* [Yapılacak iş] Aşağıdaki satırlar arasından "mountain" sözcüğünü içerenlerin tümünü seçip kopyalayın.

Kutu etiketleme veri kümesinden satırlar
● ● ● ● ● ● ●
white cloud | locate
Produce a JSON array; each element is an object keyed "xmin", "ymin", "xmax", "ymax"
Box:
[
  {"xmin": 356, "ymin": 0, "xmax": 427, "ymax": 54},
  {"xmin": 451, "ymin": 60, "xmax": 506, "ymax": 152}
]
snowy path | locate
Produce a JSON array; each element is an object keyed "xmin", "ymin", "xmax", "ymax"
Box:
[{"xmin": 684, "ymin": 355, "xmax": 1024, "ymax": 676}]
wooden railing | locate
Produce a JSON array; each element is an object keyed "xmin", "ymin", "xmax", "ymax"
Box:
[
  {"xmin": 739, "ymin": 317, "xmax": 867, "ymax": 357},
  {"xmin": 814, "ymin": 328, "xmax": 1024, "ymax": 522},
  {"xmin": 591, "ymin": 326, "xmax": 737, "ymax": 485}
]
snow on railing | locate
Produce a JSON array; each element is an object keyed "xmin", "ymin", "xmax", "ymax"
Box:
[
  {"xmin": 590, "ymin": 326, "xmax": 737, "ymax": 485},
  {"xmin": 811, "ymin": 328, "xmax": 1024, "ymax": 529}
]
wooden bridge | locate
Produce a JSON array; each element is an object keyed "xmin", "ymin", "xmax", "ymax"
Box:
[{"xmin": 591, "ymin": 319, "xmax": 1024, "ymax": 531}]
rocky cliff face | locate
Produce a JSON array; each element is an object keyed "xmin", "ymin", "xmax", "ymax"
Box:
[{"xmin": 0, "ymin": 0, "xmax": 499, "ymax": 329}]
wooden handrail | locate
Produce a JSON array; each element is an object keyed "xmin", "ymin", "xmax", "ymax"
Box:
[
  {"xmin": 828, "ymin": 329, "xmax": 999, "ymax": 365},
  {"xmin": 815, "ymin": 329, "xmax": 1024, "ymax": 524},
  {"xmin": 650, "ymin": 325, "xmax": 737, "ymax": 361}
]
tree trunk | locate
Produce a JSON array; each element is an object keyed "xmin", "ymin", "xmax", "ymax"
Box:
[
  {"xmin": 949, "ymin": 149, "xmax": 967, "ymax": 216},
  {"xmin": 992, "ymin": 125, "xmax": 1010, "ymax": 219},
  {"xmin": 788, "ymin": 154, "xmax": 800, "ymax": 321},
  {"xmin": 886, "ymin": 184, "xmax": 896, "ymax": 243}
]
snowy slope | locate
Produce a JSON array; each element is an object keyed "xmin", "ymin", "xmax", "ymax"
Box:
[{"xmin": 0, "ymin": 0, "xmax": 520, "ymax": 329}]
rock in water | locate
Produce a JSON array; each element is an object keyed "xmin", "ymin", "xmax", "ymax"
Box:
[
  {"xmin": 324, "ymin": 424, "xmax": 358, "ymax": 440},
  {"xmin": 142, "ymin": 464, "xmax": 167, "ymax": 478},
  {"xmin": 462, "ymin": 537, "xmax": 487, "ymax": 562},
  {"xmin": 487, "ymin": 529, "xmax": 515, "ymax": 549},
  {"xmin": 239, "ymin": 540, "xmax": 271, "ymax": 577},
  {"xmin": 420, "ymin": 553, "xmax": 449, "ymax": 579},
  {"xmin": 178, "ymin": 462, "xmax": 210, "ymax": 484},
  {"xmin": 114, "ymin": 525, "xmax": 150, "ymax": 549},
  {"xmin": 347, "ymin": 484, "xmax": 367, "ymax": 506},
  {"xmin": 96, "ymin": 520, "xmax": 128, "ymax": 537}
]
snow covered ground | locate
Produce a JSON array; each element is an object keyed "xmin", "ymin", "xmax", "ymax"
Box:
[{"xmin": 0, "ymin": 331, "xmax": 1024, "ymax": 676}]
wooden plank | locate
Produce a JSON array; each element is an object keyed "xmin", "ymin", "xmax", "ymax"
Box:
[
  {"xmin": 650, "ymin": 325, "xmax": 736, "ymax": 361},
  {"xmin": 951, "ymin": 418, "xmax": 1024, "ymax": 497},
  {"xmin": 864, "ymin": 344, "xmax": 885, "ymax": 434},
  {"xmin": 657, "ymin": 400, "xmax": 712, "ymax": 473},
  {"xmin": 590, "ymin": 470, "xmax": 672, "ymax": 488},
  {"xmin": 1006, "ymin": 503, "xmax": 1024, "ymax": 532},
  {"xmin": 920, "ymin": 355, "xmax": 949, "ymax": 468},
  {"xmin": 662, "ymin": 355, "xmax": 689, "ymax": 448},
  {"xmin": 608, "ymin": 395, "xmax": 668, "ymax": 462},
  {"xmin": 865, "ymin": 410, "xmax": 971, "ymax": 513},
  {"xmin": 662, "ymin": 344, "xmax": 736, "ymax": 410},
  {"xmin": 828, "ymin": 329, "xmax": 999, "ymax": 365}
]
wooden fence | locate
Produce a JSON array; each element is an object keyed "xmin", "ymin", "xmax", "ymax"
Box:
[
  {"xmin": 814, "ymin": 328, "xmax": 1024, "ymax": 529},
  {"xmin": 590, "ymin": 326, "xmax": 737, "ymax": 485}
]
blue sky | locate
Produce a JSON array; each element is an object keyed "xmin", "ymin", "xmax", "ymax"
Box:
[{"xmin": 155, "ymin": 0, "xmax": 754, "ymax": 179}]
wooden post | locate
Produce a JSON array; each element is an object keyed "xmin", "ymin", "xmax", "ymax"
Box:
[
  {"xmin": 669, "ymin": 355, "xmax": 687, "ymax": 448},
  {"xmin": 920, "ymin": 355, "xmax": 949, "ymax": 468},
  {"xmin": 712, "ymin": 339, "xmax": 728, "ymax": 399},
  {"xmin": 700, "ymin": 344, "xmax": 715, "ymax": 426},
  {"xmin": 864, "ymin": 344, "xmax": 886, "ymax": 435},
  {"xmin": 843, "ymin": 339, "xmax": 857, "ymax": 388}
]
● ● ● ● ● ● ●
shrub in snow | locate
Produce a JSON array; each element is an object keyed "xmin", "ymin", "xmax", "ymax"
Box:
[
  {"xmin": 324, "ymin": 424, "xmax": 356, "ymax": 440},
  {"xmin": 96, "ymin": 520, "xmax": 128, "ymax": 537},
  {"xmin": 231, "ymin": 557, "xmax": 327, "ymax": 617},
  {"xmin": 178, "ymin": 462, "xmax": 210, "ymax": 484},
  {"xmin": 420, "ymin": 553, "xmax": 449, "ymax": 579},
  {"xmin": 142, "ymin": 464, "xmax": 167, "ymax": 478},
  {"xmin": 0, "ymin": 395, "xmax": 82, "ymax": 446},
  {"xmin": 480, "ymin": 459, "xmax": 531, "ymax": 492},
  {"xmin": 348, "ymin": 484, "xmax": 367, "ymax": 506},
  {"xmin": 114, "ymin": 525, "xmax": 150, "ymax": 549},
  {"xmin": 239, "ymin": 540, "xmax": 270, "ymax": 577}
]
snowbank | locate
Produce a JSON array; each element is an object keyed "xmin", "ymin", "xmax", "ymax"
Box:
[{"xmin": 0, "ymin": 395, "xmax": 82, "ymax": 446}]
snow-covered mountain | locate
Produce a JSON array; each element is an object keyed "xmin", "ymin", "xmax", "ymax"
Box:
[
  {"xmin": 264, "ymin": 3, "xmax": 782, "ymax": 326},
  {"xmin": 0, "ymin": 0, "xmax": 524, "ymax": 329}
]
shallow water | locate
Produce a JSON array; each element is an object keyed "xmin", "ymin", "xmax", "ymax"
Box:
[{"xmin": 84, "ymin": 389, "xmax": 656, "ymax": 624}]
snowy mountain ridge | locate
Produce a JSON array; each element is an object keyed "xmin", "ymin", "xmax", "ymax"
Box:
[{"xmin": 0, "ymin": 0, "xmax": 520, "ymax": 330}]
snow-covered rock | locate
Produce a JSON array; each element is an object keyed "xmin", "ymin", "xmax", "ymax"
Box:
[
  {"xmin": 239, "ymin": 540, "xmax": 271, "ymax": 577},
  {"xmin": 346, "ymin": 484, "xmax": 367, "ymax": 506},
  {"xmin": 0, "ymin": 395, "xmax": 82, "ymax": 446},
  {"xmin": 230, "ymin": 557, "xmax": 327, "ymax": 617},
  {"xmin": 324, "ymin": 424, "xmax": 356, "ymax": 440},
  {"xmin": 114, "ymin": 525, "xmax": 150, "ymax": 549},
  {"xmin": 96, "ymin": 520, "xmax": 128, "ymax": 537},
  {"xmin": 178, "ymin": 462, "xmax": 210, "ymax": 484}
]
● ● ● ● ● ● ●
* [Görev sonucu]
snow-covered mountain | locate
snowy mountain ridge | locate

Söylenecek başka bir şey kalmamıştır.